Given records:
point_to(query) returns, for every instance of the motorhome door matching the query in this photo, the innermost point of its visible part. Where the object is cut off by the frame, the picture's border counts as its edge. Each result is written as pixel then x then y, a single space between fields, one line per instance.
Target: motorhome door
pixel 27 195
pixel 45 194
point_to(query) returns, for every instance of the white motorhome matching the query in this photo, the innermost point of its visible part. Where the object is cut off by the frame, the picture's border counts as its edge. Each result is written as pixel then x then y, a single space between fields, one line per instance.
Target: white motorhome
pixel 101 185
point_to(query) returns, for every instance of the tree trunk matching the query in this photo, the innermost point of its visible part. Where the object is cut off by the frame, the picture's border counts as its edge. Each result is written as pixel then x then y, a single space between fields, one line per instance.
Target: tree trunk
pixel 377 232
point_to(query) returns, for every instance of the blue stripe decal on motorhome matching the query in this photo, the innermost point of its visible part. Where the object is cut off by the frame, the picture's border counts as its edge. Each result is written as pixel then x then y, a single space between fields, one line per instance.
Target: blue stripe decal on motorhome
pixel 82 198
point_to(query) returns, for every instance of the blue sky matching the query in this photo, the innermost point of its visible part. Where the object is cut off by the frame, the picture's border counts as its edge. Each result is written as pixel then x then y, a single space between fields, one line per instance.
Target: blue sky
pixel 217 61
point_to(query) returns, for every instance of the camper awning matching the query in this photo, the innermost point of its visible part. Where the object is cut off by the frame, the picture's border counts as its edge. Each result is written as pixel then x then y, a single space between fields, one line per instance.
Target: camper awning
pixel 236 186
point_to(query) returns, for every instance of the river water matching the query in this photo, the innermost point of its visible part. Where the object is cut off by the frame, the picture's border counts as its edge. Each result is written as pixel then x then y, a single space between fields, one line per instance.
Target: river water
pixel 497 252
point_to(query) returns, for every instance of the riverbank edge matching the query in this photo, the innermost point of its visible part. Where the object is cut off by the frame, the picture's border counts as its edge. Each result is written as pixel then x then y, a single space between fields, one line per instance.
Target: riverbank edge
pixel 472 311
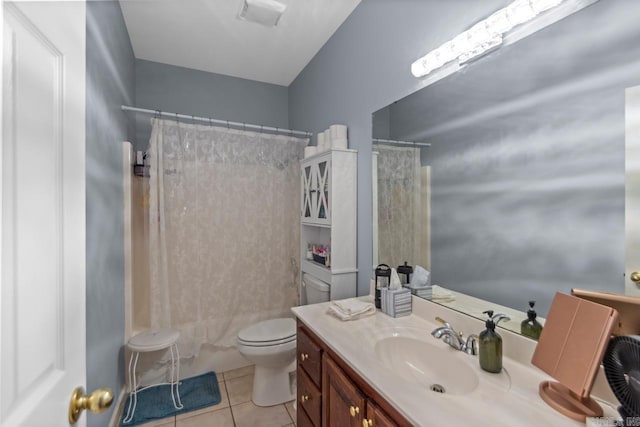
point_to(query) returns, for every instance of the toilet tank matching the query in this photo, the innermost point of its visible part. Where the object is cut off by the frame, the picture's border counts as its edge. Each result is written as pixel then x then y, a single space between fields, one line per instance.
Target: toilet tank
pixel 316 290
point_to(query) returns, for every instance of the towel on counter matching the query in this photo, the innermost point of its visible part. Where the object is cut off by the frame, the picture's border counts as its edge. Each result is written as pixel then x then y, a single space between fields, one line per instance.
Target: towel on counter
pixel 351 309
pixel 421 278
pixel 442 295
pixel 394 281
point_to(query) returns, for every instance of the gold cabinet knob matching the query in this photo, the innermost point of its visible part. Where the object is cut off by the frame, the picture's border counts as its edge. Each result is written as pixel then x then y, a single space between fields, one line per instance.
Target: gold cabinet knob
pixel 96 402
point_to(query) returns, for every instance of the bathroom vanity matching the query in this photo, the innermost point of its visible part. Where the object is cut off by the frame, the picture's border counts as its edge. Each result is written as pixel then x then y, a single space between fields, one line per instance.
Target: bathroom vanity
pixel 331 393
pixel 383 371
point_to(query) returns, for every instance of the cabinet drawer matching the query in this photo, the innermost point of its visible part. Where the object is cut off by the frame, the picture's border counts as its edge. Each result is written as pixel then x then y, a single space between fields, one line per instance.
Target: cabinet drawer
pixel 309 357
pixel 309 398
pixel 303 419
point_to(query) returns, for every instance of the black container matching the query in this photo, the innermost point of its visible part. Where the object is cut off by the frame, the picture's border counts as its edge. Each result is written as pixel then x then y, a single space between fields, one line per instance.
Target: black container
pixel 383 277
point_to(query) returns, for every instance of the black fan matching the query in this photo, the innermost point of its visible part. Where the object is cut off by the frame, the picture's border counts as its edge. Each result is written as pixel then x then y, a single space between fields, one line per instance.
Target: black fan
pixel 622 368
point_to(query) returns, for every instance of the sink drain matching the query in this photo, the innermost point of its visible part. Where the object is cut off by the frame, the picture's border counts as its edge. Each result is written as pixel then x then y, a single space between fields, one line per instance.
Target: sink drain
pixel 437 388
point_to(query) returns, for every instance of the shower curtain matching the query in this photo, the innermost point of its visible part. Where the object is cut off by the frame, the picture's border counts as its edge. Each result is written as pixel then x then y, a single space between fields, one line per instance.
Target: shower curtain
pixel 400 219
pixel 224 230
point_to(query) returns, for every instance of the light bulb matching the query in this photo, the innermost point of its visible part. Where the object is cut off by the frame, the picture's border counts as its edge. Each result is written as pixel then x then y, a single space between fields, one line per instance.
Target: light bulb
pixel 461 43
pixel 426 64
pixel 478 34
pixel 446 52
pixel 499 23
pixel 519 12
pixel 540 6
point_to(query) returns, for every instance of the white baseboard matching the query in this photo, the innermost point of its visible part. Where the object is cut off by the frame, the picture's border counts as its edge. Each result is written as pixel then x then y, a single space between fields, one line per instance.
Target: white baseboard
pixel 116 415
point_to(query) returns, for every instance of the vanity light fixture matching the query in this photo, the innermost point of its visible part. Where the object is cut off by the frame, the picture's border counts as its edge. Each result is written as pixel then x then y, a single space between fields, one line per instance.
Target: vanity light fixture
pixel 264 12
pixel 482 37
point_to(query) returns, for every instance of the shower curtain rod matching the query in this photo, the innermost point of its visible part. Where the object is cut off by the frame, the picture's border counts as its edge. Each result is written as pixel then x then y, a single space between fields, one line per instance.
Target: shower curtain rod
pixel 211 121
pixel 393 141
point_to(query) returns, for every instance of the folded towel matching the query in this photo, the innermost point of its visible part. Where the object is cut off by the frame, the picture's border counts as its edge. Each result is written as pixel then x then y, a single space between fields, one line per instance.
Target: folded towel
pixel 442 295
pixel 394 282
pixel 351 309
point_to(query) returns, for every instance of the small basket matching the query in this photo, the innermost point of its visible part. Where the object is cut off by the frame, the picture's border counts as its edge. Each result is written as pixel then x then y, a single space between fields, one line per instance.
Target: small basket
pixel 319 259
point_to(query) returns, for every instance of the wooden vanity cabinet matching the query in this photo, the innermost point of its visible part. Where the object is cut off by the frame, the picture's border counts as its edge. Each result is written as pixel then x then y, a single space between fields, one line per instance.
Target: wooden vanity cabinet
pixel 331 394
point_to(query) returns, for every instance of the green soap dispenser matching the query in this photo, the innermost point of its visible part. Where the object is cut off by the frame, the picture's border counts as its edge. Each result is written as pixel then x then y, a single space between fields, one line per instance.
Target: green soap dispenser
pixel 490 344
pixel 531 327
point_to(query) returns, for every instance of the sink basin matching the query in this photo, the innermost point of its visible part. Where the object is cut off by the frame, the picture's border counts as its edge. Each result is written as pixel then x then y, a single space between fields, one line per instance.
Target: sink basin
pixel 435 367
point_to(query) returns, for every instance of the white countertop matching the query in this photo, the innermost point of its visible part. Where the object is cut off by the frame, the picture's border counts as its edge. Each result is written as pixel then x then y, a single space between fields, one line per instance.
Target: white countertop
pixel 490 404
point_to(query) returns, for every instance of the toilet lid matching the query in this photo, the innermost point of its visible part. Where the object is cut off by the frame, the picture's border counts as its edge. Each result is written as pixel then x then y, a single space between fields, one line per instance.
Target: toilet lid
pixel 269 331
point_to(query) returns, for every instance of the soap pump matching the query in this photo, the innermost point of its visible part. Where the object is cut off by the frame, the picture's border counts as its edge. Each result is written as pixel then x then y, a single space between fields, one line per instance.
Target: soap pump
pixel 490 344
pixel 531 327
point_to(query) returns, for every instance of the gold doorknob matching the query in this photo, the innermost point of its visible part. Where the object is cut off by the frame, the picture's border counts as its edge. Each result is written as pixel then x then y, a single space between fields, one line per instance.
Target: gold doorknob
pixel 353 410
pixel 96 402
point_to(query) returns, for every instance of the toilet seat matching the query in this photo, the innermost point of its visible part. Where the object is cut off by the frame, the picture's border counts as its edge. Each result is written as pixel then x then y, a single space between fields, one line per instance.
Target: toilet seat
pixel 268 333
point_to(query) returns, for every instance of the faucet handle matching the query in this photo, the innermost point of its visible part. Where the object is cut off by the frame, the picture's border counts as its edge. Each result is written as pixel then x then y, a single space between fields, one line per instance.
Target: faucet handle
pixel 442 321
pixel 471 345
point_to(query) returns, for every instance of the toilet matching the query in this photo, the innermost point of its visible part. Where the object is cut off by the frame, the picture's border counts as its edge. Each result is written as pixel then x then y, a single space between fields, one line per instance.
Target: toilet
pixel 271 346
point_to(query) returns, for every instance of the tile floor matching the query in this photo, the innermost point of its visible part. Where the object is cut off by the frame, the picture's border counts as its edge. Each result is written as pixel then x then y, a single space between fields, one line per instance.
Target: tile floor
pixel 235 409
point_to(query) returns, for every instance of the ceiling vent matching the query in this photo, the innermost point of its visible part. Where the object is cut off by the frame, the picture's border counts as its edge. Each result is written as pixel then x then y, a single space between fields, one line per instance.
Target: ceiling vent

Description of the task: Would you copy out, exactly and with no pictures, only the lines above from the one that contains "Target: river water" through the one that contains "point_to(query) returns, for every instance of the toilet tank"?

Response below:
Target: river water
pixel 497 252
point_to(query) returns, for every instance of the riverbank edge matching the query in this photo, the innermost point of its visible part. Where the object is cut off by the frame, the picture's border counts as its edge. Each result is written as pixel then x then y, a single space between fields, one line per instance.
Target: riverbank edge
pixel 472 311
point_to(query) returns, for every instance of the toilet tank matching the query in this photo, the innermost point of its visible part. Where the object is cut off by the frame, the picture's border counts as its edge. Each result is written as pixel then x then y, a single space between fields, one line per instance.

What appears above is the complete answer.